### [STATED GOAL]
Starting at the line that contains "If you could put a point on the white" and continuing through the last of the lines below, reproduce those lines with "that would help me greatly" replaced by "that would be very useful" and everything else left unchanged.

### [ENTRIES PROVIDED]
"""

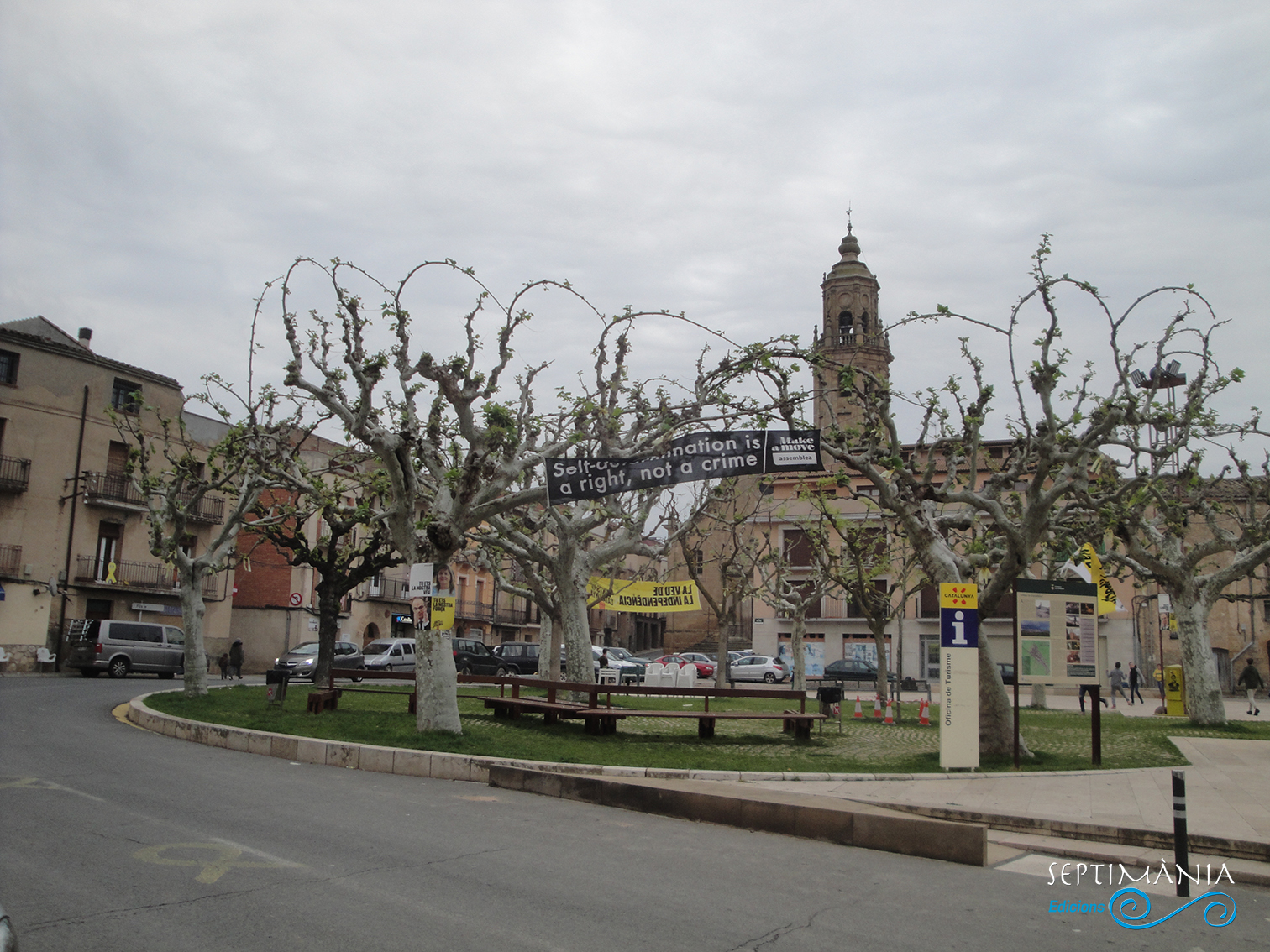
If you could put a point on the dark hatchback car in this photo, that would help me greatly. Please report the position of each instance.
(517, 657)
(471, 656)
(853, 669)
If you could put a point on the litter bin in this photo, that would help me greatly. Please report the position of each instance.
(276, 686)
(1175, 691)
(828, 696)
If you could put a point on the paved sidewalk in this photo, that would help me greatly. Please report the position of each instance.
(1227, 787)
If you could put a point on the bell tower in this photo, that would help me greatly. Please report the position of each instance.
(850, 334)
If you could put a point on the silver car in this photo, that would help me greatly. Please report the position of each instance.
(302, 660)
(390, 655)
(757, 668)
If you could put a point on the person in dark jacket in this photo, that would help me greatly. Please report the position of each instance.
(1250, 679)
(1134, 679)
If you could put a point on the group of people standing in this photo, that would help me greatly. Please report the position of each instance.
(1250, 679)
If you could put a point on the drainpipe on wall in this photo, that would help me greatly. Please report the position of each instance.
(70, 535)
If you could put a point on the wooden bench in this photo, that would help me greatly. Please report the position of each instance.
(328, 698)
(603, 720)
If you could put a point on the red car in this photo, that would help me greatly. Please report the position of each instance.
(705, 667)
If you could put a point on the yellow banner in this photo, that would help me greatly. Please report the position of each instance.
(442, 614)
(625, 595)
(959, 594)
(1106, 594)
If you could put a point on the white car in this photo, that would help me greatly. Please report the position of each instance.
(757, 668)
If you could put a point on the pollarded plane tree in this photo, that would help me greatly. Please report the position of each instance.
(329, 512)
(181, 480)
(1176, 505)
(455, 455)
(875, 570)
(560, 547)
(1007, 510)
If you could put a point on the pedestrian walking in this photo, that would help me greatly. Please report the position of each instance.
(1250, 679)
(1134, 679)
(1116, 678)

"""

### [SOLUTION]
If you could put a point on the white car in this photo, that would be very useful. Please report the position of each instance.
(757, 668)
If you could put a point on the pollarded plane tree in this photo, that would be very useful. Please report the position of each instance.
(329, 512)
(181, 480)
(1176, 505)
(455, 455)
(875, 570)
(560, 547)
(1007, 510)
If you could put a point on the pedestrian walking in this photo, that would be very useful. Please report the position of each instance.
(1250, 679)
(1134, 679)
(1116, 678)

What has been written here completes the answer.